**QUÉ HARÁS:**
1. Reescribe el pasaje de la reseña sobre La imagen perdida que empieza en "Una bella imagen, entra" y sigue hasta "mujeres y niños.", con "helicóptero" en lugar de "avión".
2. Continúa la reseña sobre La imagen perdida a partir de su última oración.

La imagen perdida / L’ image manquante, Rithy Pahn, Cambodia-Francia, 2013

Esa imagen que falta, persistente y obsesiva es la vida en familia, la cotidianeidad de la infancia de Pahn. Para reponer esa ausencia, el director junto con Sarith Mang, arcillista camboyano, sutura la falta de cuerpos reales con muñequitos hechos de arcilla. Esos muñecos, delicados y detallistas son la representación de la representación de aquello que no está. Esta doble vertiente se suma a la tarea del documentalista que es representar (de nuevo, por tercera vez) aquello que no está, cosa que el cine hace de por sí. Este juego de espejos internos, de representaciones, narrados en off, con una voz sutil y emotiva, hace de La imagen perdida un gran hallazgo. Esos muñecos se conjugan con imágenes de archivo en planos generales, hombres que como insectos recorren los arrozales, todos iguales, sin pertenencias, vaciados de familias, de ropas, de identidades. También aparecen primeros planos de uno de los líderes del movimiento Khmer Rouge, como acercándonos a ese hombre que de a poco conduce al pueblo a la muerte y a la desaparición. Este modo de representación: los muñecos, más las imágenes de archivo, más la superposición, más las transparencias obedecen a la preocupación de Pahn por mostrar ese mundo de los que han sido sometidos y a la vez desposeídos. Su mirada política, presente en todo el documental, no es solo de denuncia sino que también es una tristeza, profunda, persistente por aquello que le han arrebatado, a él y a su pueblo: la dignidad, la identidad, las marcas de pertenencia.

Esta poética que Pahn pone en pantalla tiene mucho de poesía, mucho de realidad y mucho de historia familiar. Su familia es la vez (y de nuevo una doble representación) la familia del pueblo camboyano. Su sufrimiento, sus olores y saberes identitarios, vaciados del lenguaje, automatizados, vaciados de amor y de emoción son los habitantes ahora de una tierra devastada, antes verde e idílica y ahora gris, yerma y esclavizada.

Una bella imagen, entra las muchas que muestra la película, es la manera en la que el director narra la muerte de su hermano y la de unos niños. Ellos sobrevuelan la “realidad” de unas fotos sepiadas y atraviesan el cielo hasta llegar a la luna; tal como sobrevuela ese avión que cuando niño, su mera contemplación era salvadora y redentora.

“La infancia es un estribillo” dice la película. La infancia vuelve, siempre, irremediable, como el lugar de la felicidad y el encanto. Ahora, esos hombres, los sobrevivientes están cercenados tanto de su libertad como de sus ropas (que ahora los iguala), como de sus cabellos, como del trabajo en comunidad, como la separación que sufren entre hombres, mujeres y niños.

**REGISTROS MOSTRADOS:**
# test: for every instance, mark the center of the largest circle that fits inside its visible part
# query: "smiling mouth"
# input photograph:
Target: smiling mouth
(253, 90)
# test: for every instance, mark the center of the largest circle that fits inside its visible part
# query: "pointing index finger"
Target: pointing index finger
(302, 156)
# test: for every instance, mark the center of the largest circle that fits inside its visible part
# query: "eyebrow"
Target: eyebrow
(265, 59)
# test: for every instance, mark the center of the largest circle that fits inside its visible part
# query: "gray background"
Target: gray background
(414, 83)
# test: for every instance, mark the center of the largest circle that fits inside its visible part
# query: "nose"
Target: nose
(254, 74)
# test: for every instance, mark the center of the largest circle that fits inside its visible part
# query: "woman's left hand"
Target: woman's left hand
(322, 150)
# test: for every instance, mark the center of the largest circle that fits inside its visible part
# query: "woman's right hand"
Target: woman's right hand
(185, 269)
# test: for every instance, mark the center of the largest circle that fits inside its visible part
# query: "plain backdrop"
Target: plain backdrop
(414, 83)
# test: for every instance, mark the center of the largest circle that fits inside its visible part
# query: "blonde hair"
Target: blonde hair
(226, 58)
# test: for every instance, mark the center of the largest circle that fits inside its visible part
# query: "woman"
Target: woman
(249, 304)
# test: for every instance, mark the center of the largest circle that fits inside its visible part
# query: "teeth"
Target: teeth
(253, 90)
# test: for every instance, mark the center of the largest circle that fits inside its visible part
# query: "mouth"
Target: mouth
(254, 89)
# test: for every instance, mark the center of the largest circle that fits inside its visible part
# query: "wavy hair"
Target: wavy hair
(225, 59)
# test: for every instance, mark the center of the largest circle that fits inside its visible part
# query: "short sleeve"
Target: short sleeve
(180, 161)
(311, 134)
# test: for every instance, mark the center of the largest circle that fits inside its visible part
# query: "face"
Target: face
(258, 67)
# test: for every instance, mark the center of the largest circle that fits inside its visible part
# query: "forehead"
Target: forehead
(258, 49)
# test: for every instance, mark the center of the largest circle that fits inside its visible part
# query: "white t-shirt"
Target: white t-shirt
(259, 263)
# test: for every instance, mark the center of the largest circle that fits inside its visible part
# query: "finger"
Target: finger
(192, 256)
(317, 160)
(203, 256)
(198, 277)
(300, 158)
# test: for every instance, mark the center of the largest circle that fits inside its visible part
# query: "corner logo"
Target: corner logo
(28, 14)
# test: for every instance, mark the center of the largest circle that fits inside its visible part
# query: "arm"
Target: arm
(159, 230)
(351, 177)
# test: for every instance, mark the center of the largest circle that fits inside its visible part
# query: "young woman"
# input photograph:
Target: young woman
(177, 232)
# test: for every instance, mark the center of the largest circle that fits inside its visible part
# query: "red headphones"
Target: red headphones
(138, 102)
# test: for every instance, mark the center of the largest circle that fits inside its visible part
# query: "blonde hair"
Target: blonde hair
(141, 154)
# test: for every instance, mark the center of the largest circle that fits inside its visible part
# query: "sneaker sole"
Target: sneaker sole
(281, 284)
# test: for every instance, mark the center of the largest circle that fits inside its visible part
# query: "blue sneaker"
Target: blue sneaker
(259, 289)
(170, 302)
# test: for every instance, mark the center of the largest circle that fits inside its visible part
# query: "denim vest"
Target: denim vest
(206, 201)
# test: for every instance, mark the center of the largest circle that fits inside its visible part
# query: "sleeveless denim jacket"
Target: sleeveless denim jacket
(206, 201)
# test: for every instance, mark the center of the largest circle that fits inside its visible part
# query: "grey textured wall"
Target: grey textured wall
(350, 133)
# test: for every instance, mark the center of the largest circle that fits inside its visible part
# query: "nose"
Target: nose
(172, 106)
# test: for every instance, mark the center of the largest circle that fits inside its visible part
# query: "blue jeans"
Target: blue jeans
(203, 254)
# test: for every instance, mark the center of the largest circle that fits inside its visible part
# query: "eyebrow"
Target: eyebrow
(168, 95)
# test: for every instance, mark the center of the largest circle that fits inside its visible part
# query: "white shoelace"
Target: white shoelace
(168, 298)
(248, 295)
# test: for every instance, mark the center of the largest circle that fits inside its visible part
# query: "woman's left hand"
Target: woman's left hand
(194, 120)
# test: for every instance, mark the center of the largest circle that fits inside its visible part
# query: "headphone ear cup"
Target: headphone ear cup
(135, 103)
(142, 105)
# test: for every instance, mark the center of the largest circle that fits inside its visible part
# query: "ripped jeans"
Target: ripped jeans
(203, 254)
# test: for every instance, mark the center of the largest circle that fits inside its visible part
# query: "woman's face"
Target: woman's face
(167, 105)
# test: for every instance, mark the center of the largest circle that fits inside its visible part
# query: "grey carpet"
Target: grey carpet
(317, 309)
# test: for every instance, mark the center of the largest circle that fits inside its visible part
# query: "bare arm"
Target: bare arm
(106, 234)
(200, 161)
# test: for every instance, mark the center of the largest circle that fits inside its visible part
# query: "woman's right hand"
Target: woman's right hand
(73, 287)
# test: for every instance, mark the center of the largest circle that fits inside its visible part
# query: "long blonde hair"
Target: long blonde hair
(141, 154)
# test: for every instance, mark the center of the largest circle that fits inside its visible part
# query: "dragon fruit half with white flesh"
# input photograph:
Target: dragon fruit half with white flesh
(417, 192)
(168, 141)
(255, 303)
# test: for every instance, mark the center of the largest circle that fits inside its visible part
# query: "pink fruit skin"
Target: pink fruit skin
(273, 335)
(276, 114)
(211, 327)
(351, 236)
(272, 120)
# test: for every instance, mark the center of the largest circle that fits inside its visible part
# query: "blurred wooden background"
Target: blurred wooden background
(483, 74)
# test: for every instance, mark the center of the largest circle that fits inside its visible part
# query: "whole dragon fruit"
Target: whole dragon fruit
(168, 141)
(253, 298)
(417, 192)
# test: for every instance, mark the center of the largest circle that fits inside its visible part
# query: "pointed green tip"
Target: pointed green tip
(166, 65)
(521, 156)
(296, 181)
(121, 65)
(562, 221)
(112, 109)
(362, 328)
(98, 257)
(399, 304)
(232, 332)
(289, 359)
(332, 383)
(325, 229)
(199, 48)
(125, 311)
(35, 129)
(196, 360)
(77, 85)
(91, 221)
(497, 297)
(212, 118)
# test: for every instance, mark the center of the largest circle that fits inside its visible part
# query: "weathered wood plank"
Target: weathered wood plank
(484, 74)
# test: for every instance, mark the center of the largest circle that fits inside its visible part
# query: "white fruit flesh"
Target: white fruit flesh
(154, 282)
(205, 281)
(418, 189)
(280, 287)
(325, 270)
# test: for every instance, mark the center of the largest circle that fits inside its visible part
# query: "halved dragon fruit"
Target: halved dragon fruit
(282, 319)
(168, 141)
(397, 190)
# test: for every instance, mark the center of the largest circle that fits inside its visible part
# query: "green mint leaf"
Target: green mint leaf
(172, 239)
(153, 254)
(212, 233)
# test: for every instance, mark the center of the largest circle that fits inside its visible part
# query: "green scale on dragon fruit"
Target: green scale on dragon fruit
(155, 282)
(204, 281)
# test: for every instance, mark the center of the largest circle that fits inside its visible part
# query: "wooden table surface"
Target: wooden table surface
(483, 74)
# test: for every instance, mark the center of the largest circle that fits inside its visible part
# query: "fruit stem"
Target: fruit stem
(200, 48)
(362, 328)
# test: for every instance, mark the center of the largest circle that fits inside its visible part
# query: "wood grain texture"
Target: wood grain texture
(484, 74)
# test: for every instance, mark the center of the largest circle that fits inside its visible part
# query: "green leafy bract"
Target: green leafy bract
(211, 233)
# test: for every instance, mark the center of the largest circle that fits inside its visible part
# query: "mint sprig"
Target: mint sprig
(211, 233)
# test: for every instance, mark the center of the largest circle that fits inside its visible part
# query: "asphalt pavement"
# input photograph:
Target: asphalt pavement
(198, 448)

**RESPUESTAS POR TAREA:**
1.
Una bella imagen, entra las muchas que muestra la película, es la manera en la que el director narra la muerte de su hermano y la de unos niños. Ellos sobrevuelan la “realidad” de unas fotos sepiadas y atraviesan el cielo hasta llegar a la luna; tal como sobrevuela ese helicóptero que cuando niño, su mera contemplación era salvadora y redentora.

“La infancia es un estribillo” dice la película. La infancia vuelve, siempre, irremediable, como el lugar de la felicidad y el encanto. Ahora, esos hombres, los sobrevivientes están cercenados tanto de su libertad como de sus ropas (que ahora los iguala), como de sus cabellos, como del trabajo en comunidad, como la separación que sufren entre hombres, mujeres y niños.

2.
Al inicio y al final del documental la cámara de Pahn se mete en el borde del agua y ésta golpea la cámara con furia, con violencia. La naturaleza también ha sido devastada por decisiones políticas. Tal vez esa imagen buscada esté bajo el agua, que con furia se lleva todo, la imagen ausente nunca encontrada. Como contrapartida unos rollos de películas, viejas, llenas de suciedad, de restos, de aquello que la ha inutilizado; aparecen en las manos del director, quien los limpia, los acomoda, los redime. Finalmente, varias veces Pahn dice a través de esa voz en off y de la representación que “la única verdad es el cine”, su ciega confianza en el cine es la verdadera revolución. Aquello que finalmente puede ser mostrado a través de las pantallas es lo que develará la verdadera historia y es lo que nos entrega para que la búsqueda continúe incesante, como la vida. Esta confianza y éste respeto hacia el cine hacen de Rithy Pahn un gran autor y no sólo un documentalista, alguien que puede y debe (como un “deber ser”) mostrar y mostrarse en su propia carencia, en su debilidad y en su fortaleza. Esa es la verdadera búsqueda, que ahora nos la comparte, la del cine como la única verdad.

La imagen perdida es una obra realmente inclasificable, un documental, una ficción de notable vuelo poético, emotivo y sensible. Esa sensibilidad que el cine contemporáneo, sobre todo ese cine radicalmente político olvida o sublima bajo formas de la violencia explícita. Esa es una de las formas (cinematográficas y de las otras) que nos esclavizan, la furia, la violencia, la insensibilidad; Rithy Pahn nos muestra que algún otro cine es posible.